## Source document
Begin

# JBL home cinema exclusive small but very loud!



## Guest

Oh boy another thread I have to write from the beginning, but I will take some of my text that I have written for previous forums as there is very little change in the way it looks at the present moment, so here goes.










Slightly repositioned the centre channel since last night, and did Troy sound fantastic, the line “Hector”! being shouted on the outside of the doors of Troy, was realistic the re-recording mixers nailed the sound spot on the dryness of the sound in the open wasn’t harsh sounding, it had just the correct balance of equalization applied to the mix. The overall dialogue reproduction was more felt than heard! 

This and this was simple down to the wavelength of the frequency response and range as well!

I first tested the left and right where each one with careful placement of the SPL db metre and the RTA microphone monitoring the in room response showed a different affair altogether, and so by placing the centre in the same position as the one of the left and right matching JBL control 5 showed that it was the difference in 3-dimensional space!

So by moving it back up against the wall increased the wavelength and maximised dialogue and sound effects not to mention music as well.




























The Furguson videostar, HI-Fi Stereo VCR, well this is no longer used has a VCR for playback, everything is done via optical disc now! So I have used it for a good general purpose, and that is the onboard audio limiter that she has, this runs the left and right front JBL Control 5. It’s been very careful set-up so that when the levels get really high, I mean really high, doesn’t matter if the level is played at -10dbon the master fader on the Kenwood, what it does mean, it prevents (audio masking) which can really drown out the centre channel, or vice versa, if the left and right are playing softly, and the centre level goes to high in dynamic range, it will never peak over the 0db threshold level.

There is a very good balance of sound presentation around here, and you would really never be able to tell the difference, except you’ll here more of what you didn’t hear before!










This is a rather tight angle image showing the back surrounds and the height surrounds.










The sub bass that you see placed on top of her, is the Eltax A-12R, this used for extending the lowest frequencies from the fronts and the surrounds or split-surrounds. The levels are balanced via the Realistic audio mixer, with certain low pass outputs from the Yamaha DSR-70Pro the Yamaha DSP-100 the Pioneer VSP-200 which is also used for controlling the surrounds, whether I’m running monaural-surrounds split-surrounds or centre back surround with height surround overhead!










The Kenwood KRF-9050D THX select AVR is mostly the heart of all the Dolby Stereo Dolby Digital 5.1 and dts 5.1 decoding, with Lucasfilm THX electronic circuitry to re-EQ the fronts surrounds and a whole lot more, some of which most would now understand.

All the RCA pre-outputs from the Kenwood KRF-X9050D THX select, goes to different parts of audio electronics for special audio processing, that makes this home cinema, well not to special, but it’s all in the mix I say, and with very carefully listening I can take the fronts one step further with very little cost!

End

## Supplied information
Begin

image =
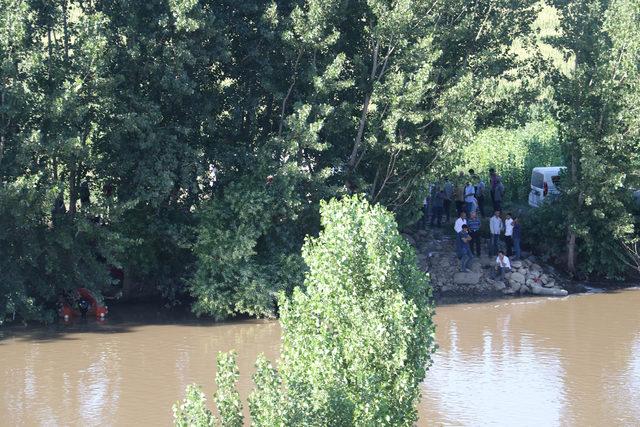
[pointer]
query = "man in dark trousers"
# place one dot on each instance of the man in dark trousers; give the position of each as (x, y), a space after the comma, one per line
(474, 231)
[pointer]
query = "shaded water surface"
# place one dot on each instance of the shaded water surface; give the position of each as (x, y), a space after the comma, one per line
(540, 362)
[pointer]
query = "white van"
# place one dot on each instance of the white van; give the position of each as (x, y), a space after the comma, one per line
(544, 184)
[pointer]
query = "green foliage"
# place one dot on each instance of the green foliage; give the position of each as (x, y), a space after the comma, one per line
(248, 249)
(357, 342)
(266, 402)
(328, 97)
(514, 153)
(599, 131)
(193, 411)
(44, 255)
(227, 397)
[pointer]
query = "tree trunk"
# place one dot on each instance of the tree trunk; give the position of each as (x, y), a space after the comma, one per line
(73, 191)
(363, 119)
(571, 234)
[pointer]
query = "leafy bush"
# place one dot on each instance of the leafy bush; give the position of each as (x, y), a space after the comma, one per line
(247, 249)
(514, 153)
(43, 256)
(607, 222)
(358, 340)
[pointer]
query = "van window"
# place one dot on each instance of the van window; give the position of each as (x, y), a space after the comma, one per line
(537, 179)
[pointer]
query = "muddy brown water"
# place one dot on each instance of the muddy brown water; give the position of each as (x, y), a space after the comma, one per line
(541, 362)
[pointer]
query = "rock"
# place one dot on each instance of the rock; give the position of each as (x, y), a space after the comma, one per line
(409, 239)
(499, 286)
(466, 278)
(518, 278)
(476, 267)
(539, 290)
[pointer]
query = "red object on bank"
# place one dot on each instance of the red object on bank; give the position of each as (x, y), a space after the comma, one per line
(67, 311)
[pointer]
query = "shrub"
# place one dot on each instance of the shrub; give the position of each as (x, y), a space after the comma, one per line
(358, 340)
(248, 249)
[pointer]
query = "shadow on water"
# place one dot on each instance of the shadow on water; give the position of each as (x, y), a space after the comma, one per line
(130, 317)
(123, 318)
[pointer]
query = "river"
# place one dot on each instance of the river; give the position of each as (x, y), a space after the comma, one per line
(573, 361)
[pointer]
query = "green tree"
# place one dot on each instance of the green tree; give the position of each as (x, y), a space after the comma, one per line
(599, 126)
(357, 341)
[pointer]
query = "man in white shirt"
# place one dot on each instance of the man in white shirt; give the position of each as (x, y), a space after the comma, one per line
(457, 227)
(503, 265)
(508, 234)
(469, 196)
(495, 227)
(462, 220)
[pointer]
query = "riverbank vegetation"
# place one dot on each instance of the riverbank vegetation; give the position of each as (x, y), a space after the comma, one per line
(356, 340)
(181, 149)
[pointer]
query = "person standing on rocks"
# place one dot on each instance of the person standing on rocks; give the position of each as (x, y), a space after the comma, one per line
(503, 266)
(465, 250)
(508, 234)
(437, 205)
(474, 231)
(462, 220)
(448, 191)
(469, 196)
(460, 186)
(516, 238)
(495, 228)
(480, 194)
(457, 227)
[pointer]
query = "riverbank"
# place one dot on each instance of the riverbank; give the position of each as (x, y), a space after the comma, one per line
(437, 256)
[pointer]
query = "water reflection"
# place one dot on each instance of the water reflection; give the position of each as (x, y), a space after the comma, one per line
(542, 362)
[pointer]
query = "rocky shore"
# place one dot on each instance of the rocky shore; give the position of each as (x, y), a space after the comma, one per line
(437, 256)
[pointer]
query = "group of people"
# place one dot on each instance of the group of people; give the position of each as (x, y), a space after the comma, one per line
(469, 240)
(467, 192)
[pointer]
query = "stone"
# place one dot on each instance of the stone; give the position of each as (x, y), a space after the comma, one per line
(466, 278)
(499, 286)
(535, 267)
(539, 290)
(517, 277)
(409, 239)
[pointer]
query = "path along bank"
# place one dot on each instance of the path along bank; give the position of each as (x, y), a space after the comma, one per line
(437, 256)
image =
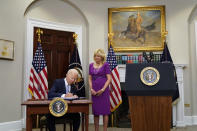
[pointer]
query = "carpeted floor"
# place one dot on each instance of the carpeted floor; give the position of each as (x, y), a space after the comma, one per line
(91, 128)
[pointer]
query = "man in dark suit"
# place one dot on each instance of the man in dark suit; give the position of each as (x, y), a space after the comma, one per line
(63, 88)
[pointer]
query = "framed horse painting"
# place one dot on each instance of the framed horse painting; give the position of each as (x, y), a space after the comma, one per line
(135, 29)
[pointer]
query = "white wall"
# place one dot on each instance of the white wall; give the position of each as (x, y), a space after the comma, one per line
(93, 16)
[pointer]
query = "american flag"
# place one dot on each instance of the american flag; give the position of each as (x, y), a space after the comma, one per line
(115, 94)
(38, 84)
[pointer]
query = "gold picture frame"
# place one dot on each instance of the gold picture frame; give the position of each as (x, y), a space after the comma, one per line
(6, 49)
(135, 29)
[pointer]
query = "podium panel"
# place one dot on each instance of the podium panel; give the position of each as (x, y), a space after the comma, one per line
(150, 88)
(150, 113)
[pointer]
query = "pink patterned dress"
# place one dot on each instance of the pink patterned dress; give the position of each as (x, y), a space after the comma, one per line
(100, 104)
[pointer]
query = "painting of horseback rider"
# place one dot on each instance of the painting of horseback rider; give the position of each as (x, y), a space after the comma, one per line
(137, 30)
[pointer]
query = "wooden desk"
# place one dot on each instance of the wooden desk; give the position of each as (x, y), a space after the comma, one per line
(42, 107)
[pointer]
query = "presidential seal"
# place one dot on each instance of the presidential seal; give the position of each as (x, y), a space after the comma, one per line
(58, 107)
(150, 76)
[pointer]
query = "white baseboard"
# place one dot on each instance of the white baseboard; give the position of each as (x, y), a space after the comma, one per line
(18, 125)
(11, 126)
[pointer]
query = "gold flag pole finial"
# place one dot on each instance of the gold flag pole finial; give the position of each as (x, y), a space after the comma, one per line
(110, 37)
(75, 36)
(39, 32)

End

## Directions
1. Update the passage of the JBL home cinema post starting at "The Furguson videostar, HI-Fi" and ending at "didn’t hear before!", replacing "limiter" with "compressor".
2. Sum up the JBL home cinema post in two sentences.
3. Please continue the JBL home cinema post from where it stops.

## Per-task answers
1.
The Furguson videostar, HI-Fi Stereo VCR, well this is no longer used has a VCR for playback, everything is done via optical disc now! So I have used it for a good general purpose, and that is the onboard audio compressor that she has, this runs the left and right front JBL Control 5. It’s been very careful set-up so that when the levels get really high, I mean really high, doesn’t matter if the level is played at -10dbon the master fader on the Kenwood, what it does mean, it prevents (audio masking) which can really drown out the centre channel, or vice versa, if the left and right are playing softly, and the centre level goes to high in dynamic range, it will never peak over the 0db threshold level.

There is a very good balance of sound presentation around here, and you would really never be able to tell the difference, except you’ll here more of what you didn’t hear before!

2. The post describes a home cinema built around JBL Control 5 front speakers, where moving the center channel back against the wall improved dialogue, sound effects, and music. It also explains that an old VCR's onboard audio limiter keeps the front levels below the 0 dB threshold, an Eltax A-12R sub extends the lowest frequencies, and a Kenwood THX Select AVR handles the Dolby Stereo, Dolby Digital 5.1, and dts 5.1 decoding.

3.
The Yamaha DSR-70Pro is a Dolby Surround Pro-Logic matrix processor, which I have adapted for use of the front left and right, that means the left and right outputs from the Kenwood, goes into the DSR-70Pro, and then output to the Ferguson Videostar, Hi-Fi VCR, which has an onboard audio limiter, now like I explained with the first audio limiter the Panasonic, which is used for the centre channel, well the Ferguson, just simply does the left and right stereo.

With all levels set to (0db) on the Kenwood, and via running it at 0db reference level, and via setting the volume on the amplifies and very careful adjustment of the EQ’s, where I aim for an optimum peak level of 85dbA in the centre of the room, not all films tend to peak at 85dbA which is around the mid high to high frequency range!

But sometimes it does peak slightly over at around 88dbA this is acceptable seeing it it’s only for about 1 second, if the levels should exceed this for more than a few seconds, and the sound of the high frequencies becomes too much for taking, then I will make the necessary modifications to the sound system, so far it’s been running like a treat!










Sides of the room showing the multiple array of JBL control1 surrounds, surround envelopment in this room is truly awesome, there is no compromise in the surround performance, from the side rears to the middle of the room, too the front part of the room, just simple “surround envelopment”.



















2WEX electronic active X-over centre channel, this helps to give a more powerful centre channel, not just for dialogue, but for sound effects and music.


----------



## Guest

Pioneer CLD-1750 Laserdisc player this is the main laserdisc player that I use for playing laserdisc films back at the moment.

Pioneer CLD-2950 Laserdisc player this player is currently turned off, as I need a few basic parts to install on it, other than that she’s ok.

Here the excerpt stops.